--- Excerpted records ---

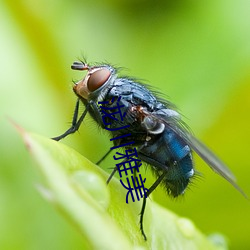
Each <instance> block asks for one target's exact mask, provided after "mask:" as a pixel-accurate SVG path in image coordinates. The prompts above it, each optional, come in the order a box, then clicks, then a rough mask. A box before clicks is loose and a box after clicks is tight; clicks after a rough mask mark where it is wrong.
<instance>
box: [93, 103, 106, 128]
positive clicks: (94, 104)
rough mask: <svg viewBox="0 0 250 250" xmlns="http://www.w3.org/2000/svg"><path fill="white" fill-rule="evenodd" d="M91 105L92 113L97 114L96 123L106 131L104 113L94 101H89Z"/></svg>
mask: <svg viewBox="0 0 250 250" xmlns="http://www.w3.org/2000/svg"><path fill="white" fill-rule="evenodd" d="M89 105H90V106H91V111H93V112H94V114H95V119H96V122H97V123H98V124H99V125H100V126H101V127H102V128H103V129H105V125H104V123H103V120H102V113H101V111H100V108H99V107H98V105H97V104H96V103H95V102H94V101H92V100H91V101H89Z"/></svg>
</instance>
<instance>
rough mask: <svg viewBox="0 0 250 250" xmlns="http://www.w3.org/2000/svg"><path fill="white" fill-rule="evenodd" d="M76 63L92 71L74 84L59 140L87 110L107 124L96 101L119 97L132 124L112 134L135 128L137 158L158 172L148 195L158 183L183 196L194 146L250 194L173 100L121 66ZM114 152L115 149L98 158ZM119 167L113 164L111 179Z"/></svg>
mask: <svg viewBox="0 0 250 250" xmlns="http://www.w3.org/2000/svg"><path fill="white" fill-rule="evenodd" d="M71 68H72V69H73V70H84V71H87V74H86V76H85V77H84V78H83V79H82V80H80V81H79V82H77V83H75V85H74V87H73V91H74V92H75V94H76V96H77V97H78V99H77V102H76V106H75V111H74V116H73V120H72V125H71V127H70V128H69V129H68V130H67V131H66V132H65V133H63V134H62V135H60V136H58V137H54V138H53V139H54V140H56V141H59V140H61V139H62V138H64V137H66V136H68V135H69V134H72V133H74V132H76V131H77V130H78V129H79V127H80V125H81V123H82V121H83V120H84V118H85V116H86V114H87V113H89V114H90V115H91V116H92V118H93V119H94V120H95V122H96V123H97V124H99V125H100V126H101V127H102V128H104V124H103V120H102V113H101V111H100V109H99V107H98V104H97V103H98V102H110V101H111V100H113V99H114V98H115V99H118V98H120V102H121V104H122V105H123V106H124V111H125V112H126V114H127V115H126V117H125V123H127V124H129V125H130V126H128V127H127V128H126V129H125V131H124V130H123V131H122V132H120V131H119V130H113V131H111V132H110V133H111V135H112V136H113V137H119V136H120V139H119V141H118V142H117V141H116V142H115V144H116V145H122V144H126V142H127V140H128V138H124V137H122V134H124V133H130V134H131V136H130V138H129V139H130V140H131V139H132V140H133V141H134V142H135V145H136V148H137V152H138V158H139V159H141V160H142V161H144V162H146V163H147V164H149V165H150V166H151V168H152V171H153V172H154V173H155V175H156V176H157V179H156V181H155V182H154V184H153V185H152V186H151V187H150V188H149V189H148V191H147V196H149V195H150V194H151V193H152V192H153V191H154V189H155V188H156V187H157V186H158V185H159V184H163V185H164V186H165V189H166V191H167V193H168V194H169V195H170V196H172V197H177V196H179V195H182V194H183V193H184V191H185V190H186V188H187V186H188V184H189V183H190V180H191V179H192V177H193V176H194V174H195V170H194V162H193V159H192V151H194V152H196V153H197V154H198V155H199V156H200V157H201V158H202V159H203V160H204V161H205V162H206V163H207V164H208V165H209V166H210V167H211V168H212V169H213V170H214V171H215V172H217V173H218V174H219V175H221V176H222V177H223V178H224V179H226V180H227V181H228V182H230V183H231V184H232V185H233V186H234V187H235V188H236V189H237V190H238V191H239V192H241V193H242V194H243V195H244V196H245V197H246V195H245V194H244V192H243V191H242V190H241V189H240V187H239V186H238V185H237V184H236V179H235V177H234V175H233V174H232V172H231V171H230V170H229V169H228V168H227V166H226V165H225V164H224V163H223V162H222V161H221V160H220V159H219V158H218V157H217V156H215V155H214V153H213V152H212V151H210V150H209V149H208V148H207V147H206V146H205V145H204V144H203V143H201V142H200V141H199V140H197V139H196V138H195V137H194V136H193V135H192V134H191V133H190V132H189V131H188V129H187V127H186V126H185V124H184V123H183V121H182V120H181V117H180V114H179V113H178V112H177V111H176V110H175V106H174V105H173V104H171V103H170V102H168V101H166V100H163V99H160V98H158V97H157V95H156V94H155V93H154V92H152V91H150V90H149V89H148V87H147V86H146V85H144V84H142V83H140V82H137V81H135V80H134V79H132V78H128V77H118V75H117V70H116V69H115V68H114V67H112V66H111V65H108V64H103V65H95V66H90V65H88V64H86V63H85V62H74V63H73V64H72V66H71ZM80 102H82V103H83V104H84V106H85V110H84V112H83V113H82V114H81V115H80V117H78V113H79V105H80ZM118 126H119V123H117V122H116V123H113V124H112V127H113V128H117V127H118ZM121 133H122V134H121ZM133 147H134V146H133ZM126 149H132V146H126ZM110 152H111V150H109V152H108V153H107V154H106V155H105V156H104V157H103V158H102V159H101V160H100V161H99V162H98V163H100V162H101V161H102V160H103V159H104V158H105V157H106V156H107V155H108V154H109V153H110ZM116 171H117V168H114V170H113V172H112V173H111V175H110V177H109V179H108V180H107V183H109V181H110V180H111V179H112V177H113V175H114V174H115V172H116ZM147 196H145V195H144V196H143V203H142V208H141V213H140V230H141V232H142V235H143V237H144V239H145V240H146V235H145V232H144V229H143V216H144V211H145V208H146V197H147Z"/></svg>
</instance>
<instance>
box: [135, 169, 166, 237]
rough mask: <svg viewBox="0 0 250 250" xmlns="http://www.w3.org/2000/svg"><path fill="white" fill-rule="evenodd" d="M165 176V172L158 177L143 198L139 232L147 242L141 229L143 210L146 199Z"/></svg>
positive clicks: (152, 191)
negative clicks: (160, 175)
mask: <svg viewBox="0 0 250 250" xmlns="http://www.w3.org/2000/svg"><path fill="white" fill-rule="evenodd" d="M166 174H167V171H165V172H163V174H162V175H161V176H160V177H158V179H157V180H156V181H155V182H154V184H153V185H152V186H151V187H150V188H149V189H148V191H147V193H146V194H145V195H144V196H143V201H142V207H141V212H140V230H141V233H142V236H143V238H144V240H147V236H146V234H145V232H144V228H143V217H144V213H145V208H146V199H147V197H148V196H149V195H150V194H151V193H152V192H153V191H154V190H155V189H156V188H157V187H158V185H159V184H160V183H161V182H162V180H163V178H164V177H165V176H166Z"/></svg>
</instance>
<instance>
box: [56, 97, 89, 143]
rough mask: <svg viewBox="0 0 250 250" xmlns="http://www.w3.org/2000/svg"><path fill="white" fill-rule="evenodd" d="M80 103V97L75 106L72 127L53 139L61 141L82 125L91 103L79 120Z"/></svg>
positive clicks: (74, 132)
mask: <svg viewBox="0 0 250 250" xmlns="http://www.w3.org/2000/svg"><path fill="white" fill-rule="evenodd" d="M79 104H80V100H79V99H78V100H77V102H76V106H75V110H74V116H73V120H72V124H71V127H70V128H69V129H68V130H67V131H66V132H65V133H63V134H62V135H59V136H57V137H53V138H51V139H53V140H55V141H60V140H61V139H63V138H64V137H66V136H68V135H69V134H73V133H75V132H76V131H77V130H78V129H79V127H80V125H81V123H82V121H83V119H84V117H85V116H86V114H87V113H88V111H89V104H88V105H87V106H86V109H85V110H84V112H83V113H82V115H81V116H80V118H79V120H77V119H78V112H79Z"/></svg>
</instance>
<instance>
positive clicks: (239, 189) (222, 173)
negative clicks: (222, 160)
mask: <svg viewBox="0 0 250 250" xmlns="http://www.w3.org/2000/svg"><path fill="white" fill-rule="evenodd" d="M172 125H173V124H172ZM172 125H171V124H170V128H171V129H172V130H173V131H174V132H175V133H177V134H178V135H179V136H180V137H181V138H182V139H183V140H184V141H185V142H186V143H187V144H188V145H189V146H190V148H192V149H193V150H194V151H195V152H196V153H197V154H198V155H199V156H200V157H201V158H202V159H203V160H204V161H205V162H206V163H207V164H208V166H209V167H211V168H212V169H213V170H214V171H215V172H216V173H218V174H219V175H221V176H222V177H223V178H224V179H226V180H227V181H228V182H229V183H231V184H232V185H233V186H234V187H235V188H236V189H237V190H238V191H239V192H240V193H241V194H242V195H243V196H245V197H246V198H248V197H247V195H246V194H245V193H244V192H243V190H242V189H241V188H240V187H239V186H238V185H237V183H236V178H235V176H234V175H233V173H232V172H231V171H230V170H229V168H228V167H227V166H226V165H225V164H224V163H223V162H222V161H221V160H220V159H219V158H218V157H217V156H216V155H215V154H214V153H213V152H212V151H211V150H210V149H208V148H207V147H206V146H205V145H204V144H203V143H202V142H200V141H199V140H198V139H197V138H195V137H194V136H193V135H191V134H190V133H189V132H188V131H187V130H186V129H185V128H183V127H182V126H180V125H178V124H176V123H175V125H174V126H172Z"/></svg>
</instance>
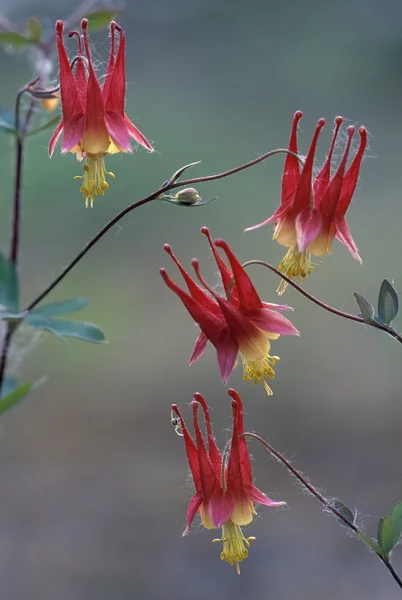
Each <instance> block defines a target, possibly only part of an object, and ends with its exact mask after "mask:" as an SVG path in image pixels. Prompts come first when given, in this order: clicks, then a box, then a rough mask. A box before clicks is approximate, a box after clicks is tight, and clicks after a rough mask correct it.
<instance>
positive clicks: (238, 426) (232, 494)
mask: <svg viewBox="0 0 402 600" xmlns="http://www.w3.org/2000/svg"><path fill="white" fill-rule="evenodd" d="M229 395H230V396H231V397H232V398H233V401H232V421H233V430H232V440H231V444H230V454H229V459H228V466H227V471H226V473H227V475H226V479H227V487H226V489H227V491H228V492H229V493H231V494H232V495H233V498H234V501H235V504H241V503H243V502H244V500H245V499H247V494H246V490H245V484H247V485H251V482H252V474H251V464H250V456H249V454H248V449H247V444H246V441H245V439H244V438H239V434H241V433H243V431H244V430H243V414H242V404H241V400H240V404H239V398H240V397H239V395H238V394H237V392H236V391H235V390H230V391H229ZM239 410H240V414H239ZM239 427H240V429H239ZM240 440H241V441H240ZM240 446H241V448H240Z"/></svg>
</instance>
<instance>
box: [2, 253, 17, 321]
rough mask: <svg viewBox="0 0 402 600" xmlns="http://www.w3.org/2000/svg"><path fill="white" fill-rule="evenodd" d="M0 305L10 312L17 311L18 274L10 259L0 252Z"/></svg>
mask: <svg viewBox="0 0 402 600" xmlns="http://www.w3.org/2000/svg"><path fill="white" fill-rule="evenodd" d="M0 305H2V308H3V307H5V308H6V309H7V310H8V311H10V312H18V305H19V285H18V276H17V272H16V270H15V267H14V265H13V263H12V261H11V260H10V259H9V258H6V257H5V256H3V255H2V254H0Z"/></svg>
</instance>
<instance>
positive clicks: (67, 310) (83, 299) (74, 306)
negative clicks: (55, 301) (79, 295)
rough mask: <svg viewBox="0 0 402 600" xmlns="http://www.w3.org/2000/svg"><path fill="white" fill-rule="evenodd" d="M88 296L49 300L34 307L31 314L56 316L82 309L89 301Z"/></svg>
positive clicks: (89, 301)
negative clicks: (63, 299)
mask: <svg viewBox="0 0 402 600" xmlns="http://www.w3.org/2000/svg"><path fill="white" fill-rule="evenodd" d="M90 302H91V301H90V299H89V298H68V299H67V300H56V302H49V304H44V305H43V306H40V307H39V308H34V309H33V310H32V311H31V313H30V314H31V315H40V316H41V317H56V316H59V315H67V314H70V313H73V312H78V311H79V310H82V309H83V308H85V307H86V306H88V304H89V303H90Z"/></svg>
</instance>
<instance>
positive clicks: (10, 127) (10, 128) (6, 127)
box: [0, 107, 16, 133]
mask: <svg viewBox="0 0 402 600" xmlns="http://www.w3.org/2000/svg"><path fill="white" fill-rule="evenodd" d="M0 131H4V132H5V133H16V131H15V115H14V113H13V112H12V111H11V110H8V109H7V108H1V107H0Z"/></svg>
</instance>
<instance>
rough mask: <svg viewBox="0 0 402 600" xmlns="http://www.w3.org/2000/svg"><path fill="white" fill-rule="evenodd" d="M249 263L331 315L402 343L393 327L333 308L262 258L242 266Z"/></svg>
mask: <svg viewBox="0 0 402 600" xmlns="http://www.w3.org/2000/svg"><path fill="white" fill-rule="evenodd" d="M250 265H261V266H263V267H266V268H267V269H269V270H270V271H272V272H273V273H276V275H279V277H281V278H282V279H283V280H284V281H286V283H288V284H289V285H290V286H292V287H293V288H294V289H295V290H297V291H298V292H299V293H300V294H301V295H302V296H305V298H307V299H308V300H310V301H311V302H313V303H314V304H316V305H317V306H320V307H321V308H323V309H324V310H326V311H327V312H330V313H332V314H333V315H337V316H338V317H342V318H343V319H348V320H349V321H355V322H356V323H363V324H364V325H370V327H374V329H380V330H381V331H385V332H386V333H388V334H389V335H391V336H392V337H393V338H395V339H396V340H398V342H400V343H401V344H402V336H400V335H399V333H397V332H396V331H395V329H393V328H392V327H388V325H385V324H384V323H378V322H377V321H372V322H371V323H367V322H366V321H365V320H364V319H363V318H362V317H358V316H357V315H351V314H350V313H347V312H344V311H343V310H338V309H337V308H333V307H332V306H330V305H329V304H326V303H325V302H322V300H319V299H318V298H315V296H313V295H312V294H309V293H308V292H306V290H304V289H303V288H302V287H301V286H300V285H298V284H297V283H295V282H294V281H292V280H291V279H289V277H287V276H286V275H284V274H283V273H281V272H280V271H279V269H277V268H276V267H274V266H273V265H271V264H269V263H267V262H265V261H264V260H248V261H247V262H245V263H243V265H242V267H243V268H246V267H248V266H250ZM232 285H233V284H232Z"/></svg>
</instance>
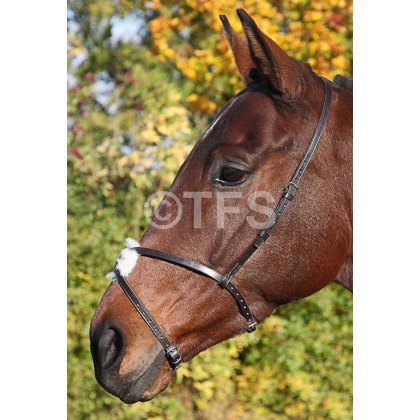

---

*What is required*:
Set down the listing again without any change, from its opening line through the line containing "105L92 113L97 114L96", including that line. Leave the pictures out of your answer.

*Written answer*:
Each <instance> block asks for one target's exact mask, provided after "mask:" as a pixel-accurate SVG path in image coordinates. The prompts above it, each optional, come in the order a box, then clicks, then a rough mask. A box before clicks is loose and a box after clicks is tight; clicks after a rough mask mark where it is wrong.
<instance>
box: [93, 103, 106, 128]
positive clicks: (94, 104)
rough mask: <svg viewBox="0 0 250 250" xmlns="http://www.w3.org/2000/svg"><path fill="white" fill-rule="evenodd" d="M91 105L92 113L97 114L96 123L106 131L104 113L94 101H89Z"/></svg>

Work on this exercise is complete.